Task prompt: Return only that part of the material below which starts with the line containing "Target: wooden guitar body" and goes on through the line containing "coordinates like <point>149,251</point>.", restated exactly.
*** Source material
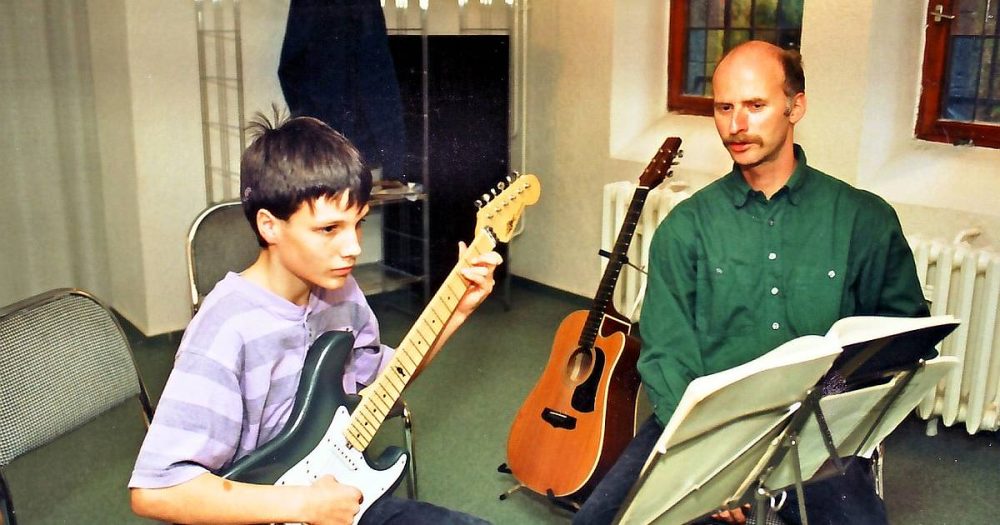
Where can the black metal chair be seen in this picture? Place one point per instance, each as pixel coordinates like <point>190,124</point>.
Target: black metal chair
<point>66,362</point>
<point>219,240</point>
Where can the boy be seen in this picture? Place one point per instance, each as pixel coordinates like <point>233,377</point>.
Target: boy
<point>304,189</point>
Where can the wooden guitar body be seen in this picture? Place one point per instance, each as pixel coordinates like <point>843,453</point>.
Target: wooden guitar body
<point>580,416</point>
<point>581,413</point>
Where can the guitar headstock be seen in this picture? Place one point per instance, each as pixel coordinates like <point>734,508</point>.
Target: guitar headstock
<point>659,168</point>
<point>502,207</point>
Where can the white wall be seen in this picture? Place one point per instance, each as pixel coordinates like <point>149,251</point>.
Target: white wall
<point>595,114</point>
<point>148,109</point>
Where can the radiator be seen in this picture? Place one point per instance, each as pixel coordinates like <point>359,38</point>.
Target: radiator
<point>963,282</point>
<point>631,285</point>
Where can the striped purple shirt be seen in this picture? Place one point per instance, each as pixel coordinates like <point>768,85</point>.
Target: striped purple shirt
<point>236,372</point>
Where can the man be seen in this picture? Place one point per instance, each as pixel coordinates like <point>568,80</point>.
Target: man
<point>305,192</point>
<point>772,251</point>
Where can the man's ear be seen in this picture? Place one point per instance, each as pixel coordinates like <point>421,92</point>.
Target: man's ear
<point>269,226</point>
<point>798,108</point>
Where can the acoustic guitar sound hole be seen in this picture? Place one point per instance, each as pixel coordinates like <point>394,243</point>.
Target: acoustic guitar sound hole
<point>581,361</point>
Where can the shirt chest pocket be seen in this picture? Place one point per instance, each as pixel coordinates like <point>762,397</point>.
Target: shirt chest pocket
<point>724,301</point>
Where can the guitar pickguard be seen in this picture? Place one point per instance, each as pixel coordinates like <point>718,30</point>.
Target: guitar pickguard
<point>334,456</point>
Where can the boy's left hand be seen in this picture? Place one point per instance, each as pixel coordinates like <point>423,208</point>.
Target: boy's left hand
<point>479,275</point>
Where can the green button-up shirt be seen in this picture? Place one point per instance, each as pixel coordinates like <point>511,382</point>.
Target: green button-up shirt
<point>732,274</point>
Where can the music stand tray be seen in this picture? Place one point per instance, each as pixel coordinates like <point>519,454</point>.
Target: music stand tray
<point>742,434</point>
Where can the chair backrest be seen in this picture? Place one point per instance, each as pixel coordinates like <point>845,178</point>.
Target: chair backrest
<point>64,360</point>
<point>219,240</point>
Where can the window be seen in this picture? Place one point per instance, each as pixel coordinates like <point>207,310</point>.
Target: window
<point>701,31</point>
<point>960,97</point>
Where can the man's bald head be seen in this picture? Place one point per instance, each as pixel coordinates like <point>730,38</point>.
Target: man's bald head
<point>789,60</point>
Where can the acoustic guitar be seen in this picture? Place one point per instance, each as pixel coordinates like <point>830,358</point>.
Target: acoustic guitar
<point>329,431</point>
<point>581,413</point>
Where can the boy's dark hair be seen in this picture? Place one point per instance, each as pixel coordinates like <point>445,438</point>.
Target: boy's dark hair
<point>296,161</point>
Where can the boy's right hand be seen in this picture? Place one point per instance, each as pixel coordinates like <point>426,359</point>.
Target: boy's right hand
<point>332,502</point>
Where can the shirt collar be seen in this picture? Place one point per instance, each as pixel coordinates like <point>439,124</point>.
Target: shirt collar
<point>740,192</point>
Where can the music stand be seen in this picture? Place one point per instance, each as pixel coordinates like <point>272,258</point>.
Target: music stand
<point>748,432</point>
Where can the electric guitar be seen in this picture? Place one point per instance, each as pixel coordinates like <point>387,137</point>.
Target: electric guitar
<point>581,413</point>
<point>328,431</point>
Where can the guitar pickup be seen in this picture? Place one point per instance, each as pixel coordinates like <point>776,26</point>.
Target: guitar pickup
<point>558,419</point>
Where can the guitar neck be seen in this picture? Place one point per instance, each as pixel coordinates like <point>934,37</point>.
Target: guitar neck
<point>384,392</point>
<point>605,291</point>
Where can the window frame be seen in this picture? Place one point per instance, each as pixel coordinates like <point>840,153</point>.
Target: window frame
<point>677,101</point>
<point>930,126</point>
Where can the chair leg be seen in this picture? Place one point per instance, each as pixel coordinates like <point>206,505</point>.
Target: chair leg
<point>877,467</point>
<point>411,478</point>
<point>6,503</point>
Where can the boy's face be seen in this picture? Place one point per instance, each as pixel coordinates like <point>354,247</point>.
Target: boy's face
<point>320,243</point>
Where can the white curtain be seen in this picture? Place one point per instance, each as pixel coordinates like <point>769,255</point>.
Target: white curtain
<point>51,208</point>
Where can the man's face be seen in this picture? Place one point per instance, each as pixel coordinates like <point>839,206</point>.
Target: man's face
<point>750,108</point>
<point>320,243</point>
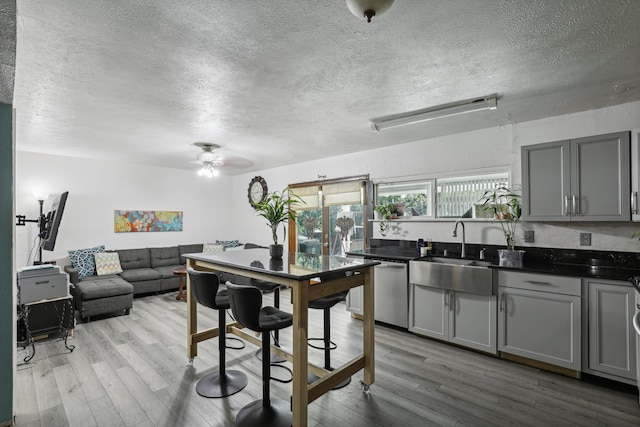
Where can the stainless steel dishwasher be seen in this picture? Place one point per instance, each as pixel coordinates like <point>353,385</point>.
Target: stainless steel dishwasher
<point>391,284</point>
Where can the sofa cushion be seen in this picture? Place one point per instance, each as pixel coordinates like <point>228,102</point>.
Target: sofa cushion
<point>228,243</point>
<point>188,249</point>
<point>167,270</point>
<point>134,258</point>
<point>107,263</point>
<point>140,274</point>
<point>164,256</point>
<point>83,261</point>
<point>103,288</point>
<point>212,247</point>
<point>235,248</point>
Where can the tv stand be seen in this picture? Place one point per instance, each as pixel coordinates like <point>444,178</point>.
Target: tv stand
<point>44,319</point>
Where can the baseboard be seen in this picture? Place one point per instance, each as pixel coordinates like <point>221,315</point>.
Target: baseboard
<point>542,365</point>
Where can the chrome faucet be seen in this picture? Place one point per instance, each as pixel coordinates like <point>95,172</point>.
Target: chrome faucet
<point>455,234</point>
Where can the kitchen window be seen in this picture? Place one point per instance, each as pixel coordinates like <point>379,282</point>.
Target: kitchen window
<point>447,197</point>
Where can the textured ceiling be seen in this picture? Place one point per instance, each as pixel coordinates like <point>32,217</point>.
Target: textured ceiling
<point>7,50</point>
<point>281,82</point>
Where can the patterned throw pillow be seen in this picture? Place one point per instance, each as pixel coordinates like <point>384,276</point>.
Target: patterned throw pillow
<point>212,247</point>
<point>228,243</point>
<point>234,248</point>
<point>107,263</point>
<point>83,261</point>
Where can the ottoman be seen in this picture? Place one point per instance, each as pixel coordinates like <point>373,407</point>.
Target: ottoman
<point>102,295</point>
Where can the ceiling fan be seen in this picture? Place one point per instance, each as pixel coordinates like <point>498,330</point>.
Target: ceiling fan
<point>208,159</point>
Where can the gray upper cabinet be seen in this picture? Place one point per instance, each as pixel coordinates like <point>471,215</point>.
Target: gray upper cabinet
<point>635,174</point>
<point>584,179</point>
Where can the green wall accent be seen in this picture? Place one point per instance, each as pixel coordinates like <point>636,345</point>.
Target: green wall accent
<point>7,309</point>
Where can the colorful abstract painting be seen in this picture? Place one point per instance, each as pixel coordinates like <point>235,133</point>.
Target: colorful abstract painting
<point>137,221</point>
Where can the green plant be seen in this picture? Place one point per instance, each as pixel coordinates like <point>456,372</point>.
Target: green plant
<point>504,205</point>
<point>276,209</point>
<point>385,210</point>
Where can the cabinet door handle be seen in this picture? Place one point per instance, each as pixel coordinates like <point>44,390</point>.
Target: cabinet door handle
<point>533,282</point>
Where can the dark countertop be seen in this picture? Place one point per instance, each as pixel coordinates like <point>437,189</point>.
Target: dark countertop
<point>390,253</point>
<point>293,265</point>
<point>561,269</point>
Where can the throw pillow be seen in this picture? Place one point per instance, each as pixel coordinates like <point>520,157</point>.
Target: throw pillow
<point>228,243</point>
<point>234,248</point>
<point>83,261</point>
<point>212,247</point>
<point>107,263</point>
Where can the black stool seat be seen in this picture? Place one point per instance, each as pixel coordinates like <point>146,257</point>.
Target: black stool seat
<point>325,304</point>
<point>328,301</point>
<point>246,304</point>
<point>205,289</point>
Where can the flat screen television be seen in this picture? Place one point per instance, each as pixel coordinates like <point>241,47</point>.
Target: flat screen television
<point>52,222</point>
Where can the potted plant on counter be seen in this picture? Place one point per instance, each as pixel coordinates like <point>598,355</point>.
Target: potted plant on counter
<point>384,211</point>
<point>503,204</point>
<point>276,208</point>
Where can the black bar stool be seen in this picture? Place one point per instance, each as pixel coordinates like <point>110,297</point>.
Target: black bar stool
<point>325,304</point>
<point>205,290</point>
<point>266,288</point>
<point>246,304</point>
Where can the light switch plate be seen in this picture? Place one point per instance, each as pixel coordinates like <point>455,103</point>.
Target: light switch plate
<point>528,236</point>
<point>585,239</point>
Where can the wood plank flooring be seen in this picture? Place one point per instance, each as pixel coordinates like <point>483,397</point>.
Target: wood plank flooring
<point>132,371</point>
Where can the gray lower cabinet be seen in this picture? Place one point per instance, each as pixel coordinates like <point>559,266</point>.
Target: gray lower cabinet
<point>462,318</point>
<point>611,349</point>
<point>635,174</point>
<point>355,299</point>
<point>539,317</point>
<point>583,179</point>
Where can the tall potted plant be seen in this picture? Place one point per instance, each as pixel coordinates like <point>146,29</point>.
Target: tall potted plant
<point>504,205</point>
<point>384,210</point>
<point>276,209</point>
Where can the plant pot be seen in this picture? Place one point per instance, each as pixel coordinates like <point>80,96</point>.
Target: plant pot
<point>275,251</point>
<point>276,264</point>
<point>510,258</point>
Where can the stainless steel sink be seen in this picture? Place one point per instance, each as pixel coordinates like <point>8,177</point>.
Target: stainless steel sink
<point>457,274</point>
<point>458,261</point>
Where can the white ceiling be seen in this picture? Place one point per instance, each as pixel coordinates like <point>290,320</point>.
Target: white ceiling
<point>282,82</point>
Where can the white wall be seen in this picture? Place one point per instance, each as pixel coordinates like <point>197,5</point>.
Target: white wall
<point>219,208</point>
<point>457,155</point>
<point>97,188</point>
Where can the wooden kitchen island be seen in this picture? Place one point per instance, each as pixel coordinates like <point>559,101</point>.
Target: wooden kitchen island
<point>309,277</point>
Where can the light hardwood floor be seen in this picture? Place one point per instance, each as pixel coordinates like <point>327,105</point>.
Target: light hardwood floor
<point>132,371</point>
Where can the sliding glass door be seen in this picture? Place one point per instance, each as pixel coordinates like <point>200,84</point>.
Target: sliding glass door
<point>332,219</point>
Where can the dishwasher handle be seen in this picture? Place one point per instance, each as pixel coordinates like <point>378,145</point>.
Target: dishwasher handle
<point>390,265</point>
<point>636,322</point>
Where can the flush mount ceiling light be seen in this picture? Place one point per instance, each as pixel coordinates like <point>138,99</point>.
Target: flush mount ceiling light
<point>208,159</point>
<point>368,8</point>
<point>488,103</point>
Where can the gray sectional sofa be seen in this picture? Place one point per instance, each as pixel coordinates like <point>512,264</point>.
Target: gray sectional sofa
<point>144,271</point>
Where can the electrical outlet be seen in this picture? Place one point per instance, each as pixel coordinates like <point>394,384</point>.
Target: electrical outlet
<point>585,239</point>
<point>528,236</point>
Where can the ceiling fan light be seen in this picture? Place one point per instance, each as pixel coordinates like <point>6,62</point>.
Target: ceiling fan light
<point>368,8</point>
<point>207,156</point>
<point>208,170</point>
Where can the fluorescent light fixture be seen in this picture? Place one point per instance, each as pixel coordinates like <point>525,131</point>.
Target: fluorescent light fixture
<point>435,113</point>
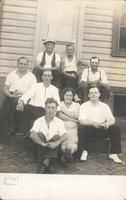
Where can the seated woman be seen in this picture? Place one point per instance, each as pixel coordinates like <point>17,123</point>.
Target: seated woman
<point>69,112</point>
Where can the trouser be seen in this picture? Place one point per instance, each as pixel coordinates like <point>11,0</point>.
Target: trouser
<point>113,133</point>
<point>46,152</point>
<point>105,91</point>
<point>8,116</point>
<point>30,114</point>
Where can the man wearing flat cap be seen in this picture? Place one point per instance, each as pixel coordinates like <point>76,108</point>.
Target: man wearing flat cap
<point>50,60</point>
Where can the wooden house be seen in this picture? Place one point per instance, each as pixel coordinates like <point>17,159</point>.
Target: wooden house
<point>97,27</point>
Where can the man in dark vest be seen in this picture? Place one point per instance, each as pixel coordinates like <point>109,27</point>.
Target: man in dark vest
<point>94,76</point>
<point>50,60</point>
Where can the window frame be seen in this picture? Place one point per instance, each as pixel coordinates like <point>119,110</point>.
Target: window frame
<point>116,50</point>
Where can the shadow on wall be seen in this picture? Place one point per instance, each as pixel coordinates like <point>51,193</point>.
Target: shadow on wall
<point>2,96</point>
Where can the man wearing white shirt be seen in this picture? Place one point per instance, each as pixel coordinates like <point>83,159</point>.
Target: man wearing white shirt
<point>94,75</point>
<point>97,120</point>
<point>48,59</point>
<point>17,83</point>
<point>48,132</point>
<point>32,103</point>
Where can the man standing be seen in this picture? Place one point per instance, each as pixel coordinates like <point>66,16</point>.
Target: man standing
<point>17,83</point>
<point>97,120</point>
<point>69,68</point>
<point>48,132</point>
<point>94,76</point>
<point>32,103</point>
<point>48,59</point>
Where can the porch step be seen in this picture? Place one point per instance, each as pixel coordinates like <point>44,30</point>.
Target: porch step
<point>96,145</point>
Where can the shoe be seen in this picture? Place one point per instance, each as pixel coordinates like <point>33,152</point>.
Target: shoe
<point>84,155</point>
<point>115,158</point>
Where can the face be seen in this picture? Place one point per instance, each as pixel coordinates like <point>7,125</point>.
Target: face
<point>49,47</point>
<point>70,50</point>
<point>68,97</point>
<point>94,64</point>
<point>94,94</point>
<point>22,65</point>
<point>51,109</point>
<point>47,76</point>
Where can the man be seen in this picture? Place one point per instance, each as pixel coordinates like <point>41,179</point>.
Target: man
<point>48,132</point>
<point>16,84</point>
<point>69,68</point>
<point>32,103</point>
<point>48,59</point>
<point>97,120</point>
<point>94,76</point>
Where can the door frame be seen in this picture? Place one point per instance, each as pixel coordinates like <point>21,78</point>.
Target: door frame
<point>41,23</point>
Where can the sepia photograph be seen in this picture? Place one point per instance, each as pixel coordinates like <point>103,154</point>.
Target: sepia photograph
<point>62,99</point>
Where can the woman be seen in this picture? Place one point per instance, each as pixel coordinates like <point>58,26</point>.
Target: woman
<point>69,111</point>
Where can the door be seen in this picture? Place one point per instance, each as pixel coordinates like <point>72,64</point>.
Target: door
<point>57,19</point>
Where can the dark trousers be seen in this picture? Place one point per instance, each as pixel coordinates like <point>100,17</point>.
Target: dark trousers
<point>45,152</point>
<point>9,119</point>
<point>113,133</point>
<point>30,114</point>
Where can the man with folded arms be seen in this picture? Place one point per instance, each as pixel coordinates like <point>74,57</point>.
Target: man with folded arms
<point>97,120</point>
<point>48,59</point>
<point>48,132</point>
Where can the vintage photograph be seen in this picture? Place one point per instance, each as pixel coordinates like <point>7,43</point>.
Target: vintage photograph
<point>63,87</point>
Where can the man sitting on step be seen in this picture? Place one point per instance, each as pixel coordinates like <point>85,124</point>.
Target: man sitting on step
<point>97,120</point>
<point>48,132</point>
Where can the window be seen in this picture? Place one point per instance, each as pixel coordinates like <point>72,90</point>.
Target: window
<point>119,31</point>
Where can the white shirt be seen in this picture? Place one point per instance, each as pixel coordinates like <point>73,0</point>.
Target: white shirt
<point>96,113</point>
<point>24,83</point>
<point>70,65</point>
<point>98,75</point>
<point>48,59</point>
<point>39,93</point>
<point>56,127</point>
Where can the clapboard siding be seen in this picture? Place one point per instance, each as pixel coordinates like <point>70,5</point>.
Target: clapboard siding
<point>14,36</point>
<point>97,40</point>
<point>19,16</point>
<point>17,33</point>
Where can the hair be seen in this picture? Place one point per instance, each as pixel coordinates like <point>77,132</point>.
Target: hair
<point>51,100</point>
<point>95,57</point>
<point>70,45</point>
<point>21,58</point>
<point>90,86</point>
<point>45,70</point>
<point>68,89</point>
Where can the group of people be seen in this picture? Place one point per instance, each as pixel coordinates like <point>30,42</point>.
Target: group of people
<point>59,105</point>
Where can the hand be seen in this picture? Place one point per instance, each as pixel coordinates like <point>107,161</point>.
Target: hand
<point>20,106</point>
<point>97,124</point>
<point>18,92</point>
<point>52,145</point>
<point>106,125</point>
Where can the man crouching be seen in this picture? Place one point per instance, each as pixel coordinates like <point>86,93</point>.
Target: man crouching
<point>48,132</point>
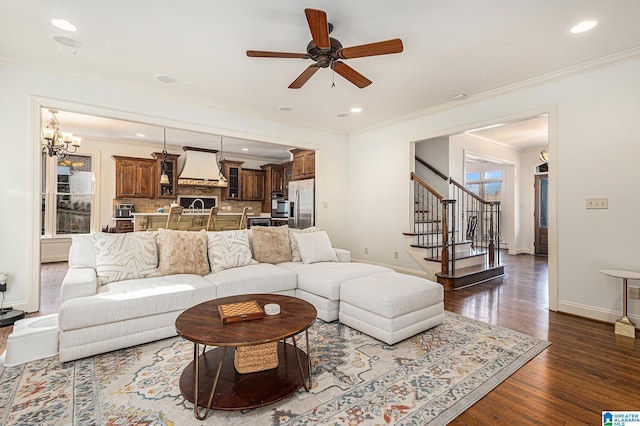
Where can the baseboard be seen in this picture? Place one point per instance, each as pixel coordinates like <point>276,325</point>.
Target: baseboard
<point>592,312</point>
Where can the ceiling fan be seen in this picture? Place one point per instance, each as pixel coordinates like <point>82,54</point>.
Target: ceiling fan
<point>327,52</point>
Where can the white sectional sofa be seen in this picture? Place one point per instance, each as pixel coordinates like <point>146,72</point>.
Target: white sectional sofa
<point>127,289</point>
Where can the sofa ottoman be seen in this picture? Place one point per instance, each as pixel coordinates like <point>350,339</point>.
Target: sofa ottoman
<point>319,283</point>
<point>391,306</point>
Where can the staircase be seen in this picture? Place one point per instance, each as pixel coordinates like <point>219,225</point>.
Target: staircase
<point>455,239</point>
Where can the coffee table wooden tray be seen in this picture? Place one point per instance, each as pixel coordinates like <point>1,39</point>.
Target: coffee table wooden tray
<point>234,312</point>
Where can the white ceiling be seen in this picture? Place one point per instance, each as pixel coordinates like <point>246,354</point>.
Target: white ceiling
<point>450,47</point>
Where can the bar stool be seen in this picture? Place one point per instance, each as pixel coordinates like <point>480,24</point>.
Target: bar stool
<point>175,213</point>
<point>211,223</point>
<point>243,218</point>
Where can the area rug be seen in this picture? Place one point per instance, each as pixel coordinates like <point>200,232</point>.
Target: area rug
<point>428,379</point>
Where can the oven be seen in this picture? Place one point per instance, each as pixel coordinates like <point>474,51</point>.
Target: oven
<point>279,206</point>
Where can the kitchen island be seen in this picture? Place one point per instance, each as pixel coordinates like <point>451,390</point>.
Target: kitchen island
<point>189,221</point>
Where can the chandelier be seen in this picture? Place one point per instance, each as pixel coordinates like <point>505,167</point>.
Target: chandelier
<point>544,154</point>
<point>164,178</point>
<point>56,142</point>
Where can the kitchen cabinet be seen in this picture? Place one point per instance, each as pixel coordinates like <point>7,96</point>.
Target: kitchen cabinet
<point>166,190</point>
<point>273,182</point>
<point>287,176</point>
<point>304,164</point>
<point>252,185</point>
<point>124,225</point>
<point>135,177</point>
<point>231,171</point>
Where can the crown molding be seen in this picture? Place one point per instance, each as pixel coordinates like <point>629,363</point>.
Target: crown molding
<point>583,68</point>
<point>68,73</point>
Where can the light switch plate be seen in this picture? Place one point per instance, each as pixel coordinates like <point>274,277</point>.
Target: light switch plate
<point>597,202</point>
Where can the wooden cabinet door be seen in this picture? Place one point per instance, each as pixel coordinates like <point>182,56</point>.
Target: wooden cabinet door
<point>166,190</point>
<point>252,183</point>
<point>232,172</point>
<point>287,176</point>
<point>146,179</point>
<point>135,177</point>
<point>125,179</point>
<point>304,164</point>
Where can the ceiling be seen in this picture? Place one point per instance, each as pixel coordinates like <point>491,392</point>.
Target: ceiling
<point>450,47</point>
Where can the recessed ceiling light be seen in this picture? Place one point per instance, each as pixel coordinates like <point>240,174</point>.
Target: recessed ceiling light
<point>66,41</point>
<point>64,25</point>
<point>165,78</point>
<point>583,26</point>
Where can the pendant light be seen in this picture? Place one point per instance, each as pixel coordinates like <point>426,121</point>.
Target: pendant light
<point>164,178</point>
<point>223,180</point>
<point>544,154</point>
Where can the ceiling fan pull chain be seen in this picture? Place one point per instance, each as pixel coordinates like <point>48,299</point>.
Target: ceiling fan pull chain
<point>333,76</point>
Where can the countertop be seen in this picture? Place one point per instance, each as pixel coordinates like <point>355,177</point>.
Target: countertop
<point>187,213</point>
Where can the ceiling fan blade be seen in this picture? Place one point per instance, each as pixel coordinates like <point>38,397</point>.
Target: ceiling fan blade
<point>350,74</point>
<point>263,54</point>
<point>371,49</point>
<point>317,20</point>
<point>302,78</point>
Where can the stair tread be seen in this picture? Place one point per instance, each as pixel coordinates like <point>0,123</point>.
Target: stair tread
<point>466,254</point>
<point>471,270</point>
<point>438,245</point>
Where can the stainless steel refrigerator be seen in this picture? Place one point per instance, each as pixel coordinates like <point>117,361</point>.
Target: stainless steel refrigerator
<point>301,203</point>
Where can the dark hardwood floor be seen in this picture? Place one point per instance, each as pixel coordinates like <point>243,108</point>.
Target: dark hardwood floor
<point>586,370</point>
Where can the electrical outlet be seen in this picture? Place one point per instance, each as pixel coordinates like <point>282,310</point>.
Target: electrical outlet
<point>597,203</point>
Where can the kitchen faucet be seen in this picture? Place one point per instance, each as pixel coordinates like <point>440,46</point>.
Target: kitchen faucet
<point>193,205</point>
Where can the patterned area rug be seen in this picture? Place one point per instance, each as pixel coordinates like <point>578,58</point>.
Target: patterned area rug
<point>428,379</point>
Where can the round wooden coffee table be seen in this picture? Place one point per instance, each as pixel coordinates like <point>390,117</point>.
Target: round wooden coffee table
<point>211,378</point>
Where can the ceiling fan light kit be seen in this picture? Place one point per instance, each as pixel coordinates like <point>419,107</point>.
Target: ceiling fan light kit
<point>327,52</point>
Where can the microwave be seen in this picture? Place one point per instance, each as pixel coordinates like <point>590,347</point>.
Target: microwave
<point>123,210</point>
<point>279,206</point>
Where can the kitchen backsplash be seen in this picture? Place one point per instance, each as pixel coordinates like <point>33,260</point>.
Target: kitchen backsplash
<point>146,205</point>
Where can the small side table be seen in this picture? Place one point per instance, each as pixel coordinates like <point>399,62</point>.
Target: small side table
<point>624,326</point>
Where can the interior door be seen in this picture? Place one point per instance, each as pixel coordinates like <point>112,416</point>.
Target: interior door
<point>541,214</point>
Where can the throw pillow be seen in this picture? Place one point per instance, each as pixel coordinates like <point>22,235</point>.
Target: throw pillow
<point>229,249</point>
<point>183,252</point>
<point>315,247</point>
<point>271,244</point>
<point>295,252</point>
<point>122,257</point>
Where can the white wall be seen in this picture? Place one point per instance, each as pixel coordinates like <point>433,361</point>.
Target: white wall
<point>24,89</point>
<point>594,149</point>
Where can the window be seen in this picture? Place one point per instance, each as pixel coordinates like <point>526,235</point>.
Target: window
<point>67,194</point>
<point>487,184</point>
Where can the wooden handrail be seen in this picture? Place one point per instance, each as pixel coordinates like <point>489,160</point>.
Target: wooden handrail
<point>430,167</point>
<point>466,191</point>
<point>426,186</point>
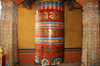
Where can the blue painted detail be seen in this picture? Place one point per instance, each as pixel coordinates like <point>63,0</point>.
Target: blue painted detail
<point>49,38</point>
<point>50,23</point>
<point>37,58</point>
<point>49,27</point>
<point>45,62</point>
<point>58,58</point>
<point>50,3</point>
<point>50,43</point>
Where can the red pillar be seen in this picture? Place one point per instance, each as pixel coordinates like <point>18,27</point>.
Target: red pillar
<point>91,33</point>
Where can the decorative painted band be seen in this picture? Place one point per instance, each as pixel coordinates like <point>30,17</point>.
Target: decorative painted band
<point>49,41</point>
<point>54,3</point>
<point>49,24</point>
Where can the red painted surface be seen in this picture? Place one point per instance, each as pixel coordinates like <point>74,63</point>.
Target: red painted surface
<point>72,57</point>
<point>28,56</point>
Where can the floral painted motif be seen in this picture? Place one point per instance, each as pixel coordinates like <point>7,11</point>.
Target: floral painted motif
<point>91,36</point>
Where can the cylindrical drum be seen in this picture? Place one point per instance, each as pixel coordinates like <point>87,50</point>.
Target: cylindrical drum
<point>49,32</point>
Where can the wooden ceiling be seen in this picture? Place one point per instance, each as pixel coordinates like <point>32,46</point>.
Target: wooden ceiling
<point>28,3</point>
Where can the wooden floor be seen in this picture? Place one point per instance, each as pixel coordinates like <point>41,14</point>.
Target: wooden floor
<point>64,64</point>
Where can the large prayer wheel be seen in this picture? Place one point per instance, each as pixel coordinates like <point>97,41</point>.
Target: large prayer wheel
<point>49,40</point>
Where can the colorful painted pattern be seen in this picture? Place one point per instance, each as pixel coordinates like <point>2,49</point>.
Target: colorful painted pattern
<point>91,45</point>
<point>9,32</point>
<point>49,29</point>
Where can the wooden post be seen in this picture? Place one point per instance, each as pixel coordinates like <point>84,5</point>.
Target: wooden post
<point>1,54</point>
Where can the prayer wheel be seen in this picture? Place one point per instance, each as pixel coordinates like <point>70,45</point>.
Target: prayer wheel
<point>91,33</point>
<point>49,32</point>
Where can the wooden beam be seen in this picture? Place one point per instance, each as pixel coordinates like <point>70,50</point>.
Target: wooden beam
******
Answer:
Target: wooden guitar body
<point>580,416</point>
<point>581,413</point>
Where can the guitar headstock be seen in this picture? Place one point per instance, each as pixel coordinates like <point>734,508</point>.
Target: guitar headstock
<point>659,168</point>
<point>502,207</point>
Where can the white wall be seen in this picture? Place one point per instance, each as pixel coordinates like <point>149,251</point>.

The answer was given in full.